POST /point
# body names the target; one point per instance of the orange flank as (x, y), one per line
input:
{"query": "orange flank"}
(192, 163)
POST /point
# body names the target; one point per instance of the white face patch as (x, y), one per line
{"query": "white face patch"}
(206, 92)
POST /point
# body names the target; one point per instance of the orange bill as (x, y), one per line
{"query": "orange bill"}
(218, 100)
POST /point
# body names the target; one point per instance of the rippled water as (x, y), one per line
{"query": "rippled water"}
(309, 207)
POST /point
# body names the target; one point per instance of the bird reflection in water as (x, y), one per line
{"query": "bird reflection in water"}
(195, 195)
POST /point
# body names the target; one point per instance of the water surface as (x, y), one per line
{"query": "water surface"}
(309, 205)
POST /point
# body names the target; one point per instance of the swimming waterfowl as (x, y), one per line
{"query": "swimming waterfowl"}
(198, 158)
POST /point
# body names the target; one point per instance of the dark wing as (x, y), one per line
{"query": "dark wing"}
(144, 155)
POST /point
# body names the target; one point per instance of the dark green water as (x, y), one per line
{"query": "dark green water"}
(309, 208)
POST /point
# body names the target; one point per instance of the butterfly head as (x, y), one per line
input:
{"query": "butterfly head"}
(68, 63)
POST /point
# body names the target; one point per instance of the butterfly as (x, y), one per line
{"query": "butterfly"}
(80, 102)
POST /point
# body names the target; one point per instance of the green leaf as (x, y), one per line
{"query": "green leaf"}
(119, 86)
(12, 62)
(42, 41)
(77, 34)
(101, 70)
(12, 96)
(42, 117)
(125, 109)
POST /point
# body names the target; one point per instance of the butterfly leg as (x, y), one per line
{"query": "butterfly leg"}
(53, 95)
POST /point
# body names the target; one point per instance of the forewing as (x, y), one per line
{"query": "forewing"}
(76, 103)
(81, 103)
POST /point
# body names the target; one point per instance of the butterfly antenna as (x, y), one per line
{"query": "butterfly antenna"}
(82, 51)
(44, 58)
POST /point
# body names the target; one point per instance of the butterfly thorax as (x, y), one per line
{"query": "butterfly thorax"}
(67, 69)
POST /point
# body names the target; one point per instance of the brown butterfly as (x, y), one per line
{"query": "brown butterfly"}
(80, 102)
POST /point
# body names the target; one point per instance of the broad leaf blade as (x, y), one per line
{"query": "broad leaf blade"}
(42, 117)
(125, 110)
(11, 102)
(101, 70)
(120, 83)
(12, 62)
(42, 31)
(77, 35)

========================================

Pull out every line of the material above that contains the word "bird", and copy each one in full.

# body names the target; one point per instance of the bird reflection in water as (x, y), one per line
{"query": "bird reflection in water"}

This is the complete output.